AMMAN: The Syrian Democratic Forces drove back an Islamic State […]


AMMAN: The Syrian Democratic Forces drove back an Islamic State counterattack in the west Raqqa countryside on Thursday, one day after the American-backed militia “fully captured” the key city of Tabqa and the nearby Euphrates Dam, military sources told Syria Direct.

Just before dawn on Thursday, Islamic State (IS) fighters launched a two-pronged assault on two SDF positions—18km and 4km southwest of Tabqa city, respectively—that sparked intense clashes.

“We are currently fighting back the Islamic State attack,” Shervan Darwish, an SDF commander and spokesman for the Manbij Military Council, told Syria Direct on Thursday. Official SDF media reported that dozens of IS fighters had been killed in the assault.

Thursday’s IS attack came less than 24 hours after the SDF announced that it had taken full control of the last IS-held districts in Tabqa city, which lies 40km west of Raqqa, the Syrian capital of the self-proclaimed caliphate.

“We have fully liberated Tabqa city and the dam,” Jihan Sheikh Ahmed, the SDF spokeswoman for the battles told Syria Direct on Thursday. “We killed all of the IS personnel who were holed up inside the dam and rescued civilians they were using as human shields.”

Rows:
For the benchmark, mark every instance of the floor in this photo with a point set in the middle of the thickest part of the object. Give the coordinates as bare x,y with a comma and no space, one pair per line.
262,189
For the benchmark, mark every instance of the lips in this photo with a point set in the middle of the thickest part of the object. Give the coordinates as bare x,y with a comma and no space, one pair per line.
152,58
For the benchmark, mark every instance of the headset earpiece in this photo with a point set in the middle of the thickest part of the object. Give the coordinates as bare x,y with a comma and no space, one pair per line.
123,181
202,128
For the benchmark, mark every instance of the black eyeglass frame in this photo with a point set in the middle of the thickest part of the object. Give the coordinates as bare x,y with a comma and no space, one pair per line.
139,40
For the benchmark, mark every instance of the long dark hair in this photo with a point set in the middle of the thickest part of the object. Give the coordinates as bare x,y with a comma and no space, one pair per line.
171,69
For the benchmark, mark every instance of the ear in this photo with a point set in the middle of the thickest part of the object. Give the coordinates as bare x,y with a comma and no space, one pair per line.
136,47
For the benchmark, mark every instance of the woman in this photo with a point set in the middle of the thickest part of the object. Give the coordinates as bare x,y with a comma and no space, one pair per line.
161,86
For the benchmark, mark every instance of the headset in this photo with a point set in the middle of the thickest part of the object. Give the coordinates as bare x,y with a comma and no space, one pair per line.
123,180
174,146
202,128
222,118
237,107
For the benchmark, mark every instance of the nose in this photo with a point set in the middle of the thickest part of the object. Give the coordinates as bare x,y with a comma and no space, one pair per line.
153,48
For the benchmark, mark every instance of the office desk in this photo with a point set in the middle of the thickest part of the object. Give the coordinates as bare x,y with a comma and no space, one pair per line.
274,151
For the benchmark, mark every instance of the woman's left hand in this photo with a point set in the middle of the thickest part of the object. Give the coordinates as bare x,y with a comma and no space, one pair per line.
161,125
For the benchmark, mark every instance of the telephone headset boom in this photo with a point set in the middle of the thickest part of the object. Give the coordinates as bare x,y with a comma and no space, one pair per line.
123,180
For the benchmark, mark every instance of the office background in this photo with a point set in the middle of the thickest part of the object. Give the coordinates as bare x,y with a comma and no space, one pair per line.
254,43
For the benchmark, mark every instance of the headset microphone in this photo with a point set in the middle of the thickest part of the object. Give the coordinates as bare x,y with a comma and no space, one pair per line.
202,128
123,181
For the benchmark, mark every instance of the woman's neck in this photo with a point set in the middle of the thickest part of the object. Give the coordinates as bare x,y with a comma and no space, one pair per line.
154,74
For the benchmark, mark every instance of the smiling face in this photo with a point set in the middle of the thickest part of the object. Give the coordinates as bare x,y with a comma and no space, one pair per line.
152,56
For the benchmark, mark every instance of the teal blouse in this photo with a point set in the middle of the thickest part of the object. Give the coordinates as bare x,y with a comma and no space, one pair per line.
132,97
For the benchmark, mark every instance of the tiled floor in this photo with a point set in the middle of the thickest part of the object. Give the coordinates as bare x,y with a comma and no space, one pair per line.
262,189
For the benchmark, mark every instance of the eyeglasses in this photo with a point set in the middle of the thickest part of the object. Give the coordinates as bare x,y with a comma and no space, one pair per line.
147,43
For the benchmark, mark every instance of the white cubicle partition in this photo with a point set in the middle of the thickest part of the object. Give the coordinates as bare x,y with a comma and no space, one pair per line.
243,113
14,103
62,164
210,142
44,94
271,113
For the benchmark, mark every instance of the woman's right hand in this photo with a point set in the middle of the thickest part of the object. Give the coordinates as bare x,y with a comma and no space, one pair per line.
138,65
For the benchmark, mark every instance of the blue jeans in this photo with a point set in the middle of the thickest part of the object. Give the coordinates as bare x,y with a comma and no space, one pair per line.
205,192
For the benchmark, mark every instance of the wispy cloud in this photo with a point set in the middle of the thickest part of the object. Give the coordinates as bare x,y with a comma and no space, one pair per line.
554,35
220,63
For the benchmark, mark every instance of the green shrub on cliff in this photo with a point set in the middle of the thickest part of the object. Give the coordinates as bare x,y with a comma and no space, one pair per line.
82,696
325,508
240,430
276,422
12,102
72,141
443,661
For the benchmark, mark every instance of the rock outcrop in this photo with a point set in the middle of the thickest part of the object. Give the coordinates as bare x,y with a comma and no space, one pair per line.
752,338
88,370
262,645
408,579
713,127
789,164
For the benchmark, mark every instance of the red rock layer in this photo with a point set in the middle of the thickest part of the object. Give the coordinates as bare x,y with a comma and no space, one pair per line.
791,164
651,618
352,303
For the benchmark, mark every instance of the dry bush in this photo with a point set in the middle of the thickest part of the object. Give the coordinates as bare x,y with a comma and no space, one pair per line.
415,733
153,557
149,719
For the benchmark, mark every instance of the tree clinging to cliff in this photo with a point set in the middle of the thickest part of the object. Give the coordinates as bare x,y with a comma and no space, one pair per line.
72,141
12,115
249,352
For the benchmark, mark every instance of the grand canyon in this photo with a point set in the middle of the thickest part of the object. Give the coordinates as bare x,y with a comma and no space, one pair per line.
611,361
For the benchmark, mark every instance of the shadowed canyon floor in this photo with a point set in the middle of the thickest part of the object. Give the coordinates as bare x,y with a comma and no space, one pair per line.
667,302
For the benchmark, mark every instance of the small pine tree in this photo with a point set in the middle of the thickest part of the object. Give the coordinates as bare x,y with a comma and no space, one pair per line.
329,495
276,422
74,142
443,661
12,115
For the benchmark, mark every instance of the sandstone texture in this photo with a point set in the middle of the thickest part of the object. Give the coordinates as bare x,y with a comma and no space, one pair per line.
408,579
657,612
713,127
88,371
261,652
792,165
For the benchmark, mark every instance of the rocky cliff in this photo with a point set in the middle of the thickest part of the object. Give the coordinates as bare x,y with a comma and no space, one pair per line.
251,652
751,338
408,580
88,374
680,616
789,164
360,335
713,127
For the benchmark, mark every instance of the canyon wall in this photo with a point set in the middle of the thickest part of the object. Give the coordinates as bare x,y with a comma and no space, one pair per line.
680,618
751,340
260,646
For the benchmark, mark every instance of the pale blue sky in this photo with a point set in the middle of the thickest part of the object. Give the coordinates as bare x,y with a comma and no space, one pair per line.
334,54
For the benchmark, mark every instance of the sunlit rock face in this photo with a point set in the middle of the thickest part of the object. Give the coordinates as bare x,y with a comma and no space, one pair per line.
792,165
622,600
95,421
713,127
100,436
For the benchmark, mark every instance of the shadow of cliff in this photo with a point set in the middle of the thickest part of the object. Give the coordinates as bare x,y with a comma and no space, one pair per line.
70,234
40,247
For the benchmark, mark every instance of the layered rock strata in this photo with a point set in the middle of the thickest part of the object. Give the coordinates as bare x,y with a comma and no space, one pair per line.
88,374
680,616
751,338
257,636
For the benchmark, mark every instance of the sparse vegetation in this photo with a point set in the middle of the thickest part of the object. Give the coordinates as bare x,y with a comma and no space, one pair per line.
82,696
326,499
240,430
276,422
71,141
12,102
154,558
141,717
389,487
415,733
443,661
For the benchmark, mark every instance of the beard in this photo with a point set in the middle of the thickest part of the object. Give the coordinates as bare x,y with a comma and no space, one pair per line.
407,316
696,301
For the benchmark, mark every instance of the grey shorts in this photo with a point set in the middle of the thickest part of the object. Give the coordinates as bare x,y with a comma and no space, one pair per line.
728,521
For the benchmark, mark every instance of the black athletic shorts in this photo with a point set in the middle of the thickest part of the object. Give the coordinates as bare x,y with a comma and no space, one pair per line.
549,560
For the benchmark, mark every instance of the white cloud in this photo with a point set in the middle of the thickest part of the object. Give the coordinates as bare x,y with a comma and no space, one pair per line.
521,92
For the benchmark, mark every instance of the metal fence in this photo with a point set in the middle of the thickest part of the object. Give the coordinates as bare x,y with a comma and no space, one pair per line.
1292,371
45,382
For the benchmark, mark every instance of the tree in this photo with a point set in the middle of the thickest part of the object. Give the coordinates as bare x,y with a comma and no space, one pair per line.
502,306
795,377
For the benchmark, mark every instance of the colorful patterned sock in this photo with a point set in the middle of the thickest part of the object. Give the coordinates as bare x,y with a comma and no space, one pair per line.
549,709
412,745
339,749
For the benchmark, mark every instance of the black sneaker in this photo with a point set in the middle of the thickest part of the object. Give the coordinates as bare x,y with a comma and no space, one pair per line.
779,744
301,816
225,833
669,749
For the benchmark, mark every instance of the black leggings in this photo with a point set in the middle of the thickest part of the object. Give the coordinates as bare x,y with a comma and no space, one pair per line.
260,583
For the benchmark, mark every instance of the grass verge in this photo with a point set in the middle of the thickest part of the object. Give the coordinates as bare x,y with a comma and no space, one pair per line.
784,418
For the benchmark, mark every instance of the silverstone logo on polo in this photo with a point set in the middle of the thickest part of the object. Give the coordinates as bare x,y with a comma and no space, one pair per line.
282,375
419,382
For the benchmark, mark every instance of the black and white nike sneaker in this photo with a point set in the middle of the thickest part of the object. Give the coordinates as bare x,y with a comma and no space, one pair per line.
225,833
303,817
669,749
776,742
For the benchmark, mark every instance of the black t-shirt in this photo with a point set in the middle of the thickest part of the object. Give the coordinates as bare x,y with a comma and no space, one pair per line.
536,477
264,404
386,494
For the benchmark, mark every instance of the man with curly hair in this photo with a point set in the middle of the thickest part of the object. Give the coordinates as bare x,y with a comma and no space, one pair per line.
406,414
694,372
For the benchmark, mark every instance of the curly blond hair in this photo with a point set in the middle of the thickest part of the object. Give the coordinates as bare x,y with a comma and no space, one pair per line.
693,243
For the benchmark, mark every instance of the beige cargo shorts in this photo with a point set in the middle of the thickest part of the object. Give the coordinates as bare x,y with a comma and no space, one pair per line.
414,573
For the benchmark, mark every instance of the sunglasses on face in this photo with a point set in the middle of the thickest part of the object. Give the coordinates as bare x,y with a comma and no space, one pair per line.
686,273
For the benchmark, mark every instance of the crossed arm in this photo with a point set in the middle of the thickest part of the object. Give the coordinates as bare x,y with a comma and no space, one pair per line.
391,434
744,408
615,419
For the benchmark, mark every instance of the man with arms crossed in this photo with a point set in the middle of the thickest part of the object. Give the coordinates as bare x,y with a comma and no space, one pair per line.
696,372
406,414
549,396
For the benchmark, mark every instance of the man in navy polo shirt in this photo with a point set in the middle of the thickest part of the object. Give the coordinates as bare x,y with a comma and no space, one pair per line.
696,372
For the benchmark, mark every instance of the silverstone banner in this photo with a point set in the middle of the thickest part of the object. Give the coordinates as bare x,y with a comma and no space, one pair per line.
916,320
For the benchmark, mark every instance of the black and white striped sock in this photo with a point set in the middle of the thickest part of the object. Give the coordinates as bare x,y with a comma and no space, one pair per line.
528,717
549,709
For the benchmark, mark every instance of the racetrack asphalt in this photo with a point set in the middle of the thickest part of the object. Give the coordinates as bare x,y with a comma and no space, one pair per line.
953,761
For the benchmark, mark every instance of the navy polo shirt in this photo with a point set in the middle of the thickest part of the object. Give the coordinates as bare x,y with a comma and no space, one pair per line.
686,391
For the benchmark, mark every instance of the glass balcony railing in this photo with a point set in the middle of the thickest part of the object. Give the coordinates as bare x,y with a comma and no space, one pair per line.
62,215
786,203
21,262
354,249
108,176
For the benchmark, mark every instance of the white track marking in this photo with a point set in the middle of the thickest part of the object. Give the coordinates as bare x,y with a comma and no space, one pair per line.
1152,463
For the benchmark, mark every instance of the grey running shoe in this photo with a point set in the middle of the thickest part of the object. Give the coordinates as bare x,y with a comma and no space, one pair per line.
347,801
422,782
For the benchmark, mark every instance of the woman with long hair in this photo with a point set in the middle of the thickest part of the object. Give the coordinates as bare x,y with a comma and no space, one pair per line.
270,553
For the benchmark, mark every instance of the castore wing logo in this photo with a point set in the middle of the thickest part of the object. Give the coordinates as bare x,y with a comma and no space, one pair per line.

Written task 1:
In the report on the Tabqa fighting, why does the SDF spokeswoman say civilians had to be rescued from the dam? Answer in one to three sentences.
Written task 2:
Carry on the report on the Tabqa fighting, starting after its last sentence.
The data is not needed here.

Written answer 1:
She says the IS personnel holed up inside the dam were using civilians as human shields. The SDF killed those fighters and rescued the civilians.

Written answer 2:
 Atop the Euphrates Dam on Thursday. Photo courtesy of Afarin Mamosta.

The US-led coalition, which has carried out 76 airstrikes near Tabqa in support of SDF ground forces this month alone, confirmed the capture of the city and dam on Wednesday.

The SDF is a multi-ethnic coalition of Syrian forces of which the Kurdish YPG/J militia is a key component.

Videos and pictures posted on SDF social media channels on Wednesday and Thursday show scenes of celebratory gunfire, dancing and SDF fighters walking through central Tabqa, as well as the view from atop the Euphrates Dam.

The capture of Tabqa on Wednesday was the culmination of weeks of battles that began in late March when SDF fighters were airdropped behind IS lines on the western bank of the Euphrates River by coalition aircraft.

Dozens of coalition airstrikes in support of the battles devastated parts of Tabqa city, while encroaching frontlines left hundreds of civilians trapped, Syria Direct reported.

Concerns for the safety and structural integrity of the Euphrates Dam plagued the fighting. In March, IS-linked media reported extensive damage to the dam’s structure and warned it could collapse. The SDF and coalition denied the claims, later posting images online that appeared to show the dam was operational.

 SDF fighters in Tabqa city on Thursday. Photo courtesy of Euphrates Wrath.

IS fighters made their last stand at the dam and three districts adjacent to it, holding out there for approximately 10 days.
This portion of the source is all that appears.